START RECORDS FOR THIS TASK

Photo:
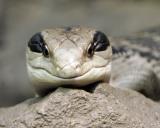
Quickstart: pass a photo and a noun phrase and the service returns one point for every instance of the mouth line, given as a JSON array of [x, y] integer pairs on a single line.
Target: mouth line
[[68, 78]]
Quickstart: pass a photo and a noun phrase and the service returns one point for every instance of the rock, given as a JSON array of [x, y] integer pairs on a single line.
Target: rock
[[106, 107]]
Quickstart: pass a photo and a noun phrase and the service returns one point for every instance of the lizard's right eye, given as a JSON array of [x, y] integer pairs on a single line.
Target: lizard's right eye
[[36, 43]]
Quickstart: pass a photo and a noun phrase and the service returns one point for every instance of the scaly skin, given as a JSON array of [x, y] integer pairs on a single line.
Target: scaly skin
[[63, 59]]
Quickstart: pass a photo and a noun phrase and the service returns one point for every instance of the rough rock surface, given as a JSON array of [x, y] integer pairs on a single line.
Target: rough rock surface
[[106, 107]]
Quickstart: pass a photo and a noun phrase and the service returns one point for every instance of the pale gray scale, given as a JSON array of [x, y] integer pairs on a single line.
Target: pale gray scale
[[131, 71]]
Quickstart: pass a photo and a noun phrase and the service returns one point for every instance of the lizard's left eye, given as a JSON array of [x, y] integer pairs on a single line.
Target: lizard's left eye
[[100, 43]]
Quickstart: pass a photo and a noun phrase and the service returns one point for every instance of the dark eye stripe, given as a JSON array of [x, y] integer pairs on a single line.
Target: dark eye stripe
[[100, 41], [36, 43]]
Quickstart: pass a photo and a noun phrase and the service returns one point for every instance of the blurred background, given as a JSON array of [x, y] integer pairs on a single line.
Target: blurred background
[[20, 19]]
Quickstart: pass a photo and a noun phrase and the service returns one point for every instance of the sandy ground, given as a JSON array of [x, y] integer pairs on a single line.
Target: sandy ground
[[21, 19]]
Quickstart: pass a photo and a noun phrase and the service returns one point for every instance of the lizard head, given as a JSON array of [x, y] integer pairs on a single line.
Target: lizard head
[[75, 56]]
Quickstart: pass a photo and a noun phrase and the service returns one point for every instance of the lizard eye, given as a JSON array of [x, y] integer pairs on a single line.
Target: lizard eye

END RECORDS FOR THIS TASK

## [ASSIGNMENT]
Exactly the lines from the one containing "of the sandy" through the end of the records above are to be printed, and no others.

## [RESPONSE]
Quickstart: pass a photo and a noun phrase and the service returns one point for every instance of the sandy ground, given as a JSON array of [x, y] integer pairs on a single line.
Target: sandy ground
[[21, 19]]
Quickstart: pass a photo and a noun phrase and the service returns one point for every instance of the lizard head, given as a JSON array of [x, y] integer pairs on a single line.
Target: lizard head
[[75, 56]]
Quickstart: pass a photo and a noun phrase and the service returns one point for every instance of the lizard eye, given as a JSON array of [x, y] integer pairs on a single line.
Target: lizard eye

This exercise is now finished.